* Instructions for the task *
Reproduce every line of the data below verbatim.

::::

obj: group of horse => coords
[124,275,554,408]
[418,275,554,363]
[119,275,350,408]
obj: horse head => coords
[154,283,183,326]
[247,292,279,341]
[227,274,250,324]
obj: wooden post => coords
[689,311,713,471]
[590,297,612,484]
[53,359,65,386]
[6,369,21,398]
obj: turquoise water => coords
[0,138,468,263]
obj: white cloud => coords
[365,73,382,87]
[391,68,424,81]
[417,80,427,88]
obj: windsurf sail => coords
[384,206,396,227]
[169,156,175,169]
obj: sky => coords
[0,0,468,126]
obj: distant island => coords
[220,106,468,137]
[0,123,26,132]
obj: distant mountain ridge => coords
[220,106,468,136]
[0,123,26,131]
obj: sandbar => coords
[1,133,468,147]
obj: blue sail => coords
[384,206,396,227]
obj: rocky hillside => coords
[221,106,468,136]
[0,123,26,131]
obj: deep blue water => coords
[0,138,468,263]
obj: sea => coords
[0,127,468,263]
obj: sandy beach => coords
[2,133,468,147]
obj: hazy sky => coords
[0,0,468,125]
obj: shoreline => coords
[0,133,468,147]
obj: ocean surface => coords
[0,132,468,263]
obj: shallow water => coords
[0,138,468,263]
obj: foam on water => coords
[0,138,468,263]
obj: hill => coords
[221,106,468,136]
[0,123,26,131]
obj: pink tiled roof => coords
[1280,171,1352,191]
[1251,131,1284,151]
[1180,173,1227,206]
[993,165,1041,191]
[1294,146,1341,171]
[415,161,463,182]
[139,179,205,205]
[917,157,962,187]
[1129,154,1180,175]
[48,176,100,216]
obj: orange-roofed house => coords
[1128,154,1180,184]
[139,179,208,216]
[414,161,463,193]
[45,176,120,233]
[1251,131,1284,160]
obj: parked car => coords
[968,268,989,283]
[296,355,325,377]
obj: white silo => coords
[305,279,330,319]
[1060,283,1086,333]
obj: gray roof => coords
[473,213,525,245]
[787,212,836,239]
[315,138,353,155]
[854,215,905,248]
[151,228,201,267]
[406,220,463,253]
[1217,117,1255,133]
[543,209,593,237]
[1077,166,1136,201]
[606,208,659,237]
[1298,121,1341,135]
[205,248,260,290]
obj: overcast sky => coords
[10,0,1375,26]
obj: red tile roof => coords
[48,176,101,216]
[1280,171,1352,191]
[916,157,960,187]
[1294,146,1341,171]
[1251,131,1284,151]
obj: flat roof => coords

::::

* Response for this exercise *
obj: group of horse => coords
[124,275,554,408]
[418,275,554,363]
[119,275,350,408]
obj: horse head => coords
[154,283,183,326]
[247,292,279,341]
[227,274,250,324]
obj: wooden post => coords
[689,311,713,471]
[590,297,612,484]
[53,359,65,386]
[6,369,21,398]
obj: turquoise water => coords
[0,138,468,263]
obj: white cloud => coords
[365,73,382,87]
[391,68,424,81]
[417,80,427,88]
obj: windsurf sail => coords
[384,206,396,227]
[169,156,175,169]
obj: sky => coords
[0,0,468,126]
obj: distant island => coords
[220,106,468,137]
[0,123,26,132]
obj: distant mountain ridge => coords
[220,106,468,136]
[0,123,26,131]
obj: sandbar => coords
[1,133,468,147]
obj: blue sail => coords
[384,206,396,227]
obj: rocky hillside => coords
[221,106,468,136]
[0,123,26,131]
obj: deep blue water => coords
[0,138,468,263]
obj: sea => coords
[0,127,468,263]
obj: sandy beach => coords
[2,133,468,147]
obj: hazy sky => coords
[0,0,468,125]
obj: shoreline => coords
[0,133,468,147]
obj: ocean surface => coords
[0,132,468,263]
obj: shallow water => coords
[0,138,468,263]
obj: foam on water => coords
[0,138,468,263]
obj: hill => coords
[221,106,468,136]
[0,123,26,131]
obj: pink tiled roof => coords
[1280,171,1352,191]
[1251,131,1284,151]
[1180,173,1227,206]
[993,165,1041,191]
[1294,146,1341,171]
[415,161,463,182]
[139,179,205,205]
[917,157,962,187]
[1129,154,1180,175]
[48,176,100,216]
obj: orange-roofed house => coords
[1128,154,1180,184]
[139,179,208,216]
[414,161,463,193]
[45,176,120,233]
[1251,131,1284,160]
obj: parked car => coords
[968,268,989,283]
[296,355,325,377]
obj: white silo => coords
[305,279,330,319]
[1060,283,1086,333]
obj: gray roof => coords
[473,213,525,245]
[787,212,836,239]
[315,138,353,155]
[854,215,905,248]
[151,228,201,267]
[406,220,463,253]
[1217,117,1255,133]
[543,209,593,237]
[1077,166,1136,201]
[606,208,659,237]
[1298,121,1341,135]
[205,248,260,290]
obj: overcast sky => coords
[10,0,1375,26]
obj: red tile roof => coords
[48,176,101,216]
[1280,171,1352,191]
[916,157,960,187]
[1294,146,1341,171]
[1251,131,1284,151]
obj: flat roof => coords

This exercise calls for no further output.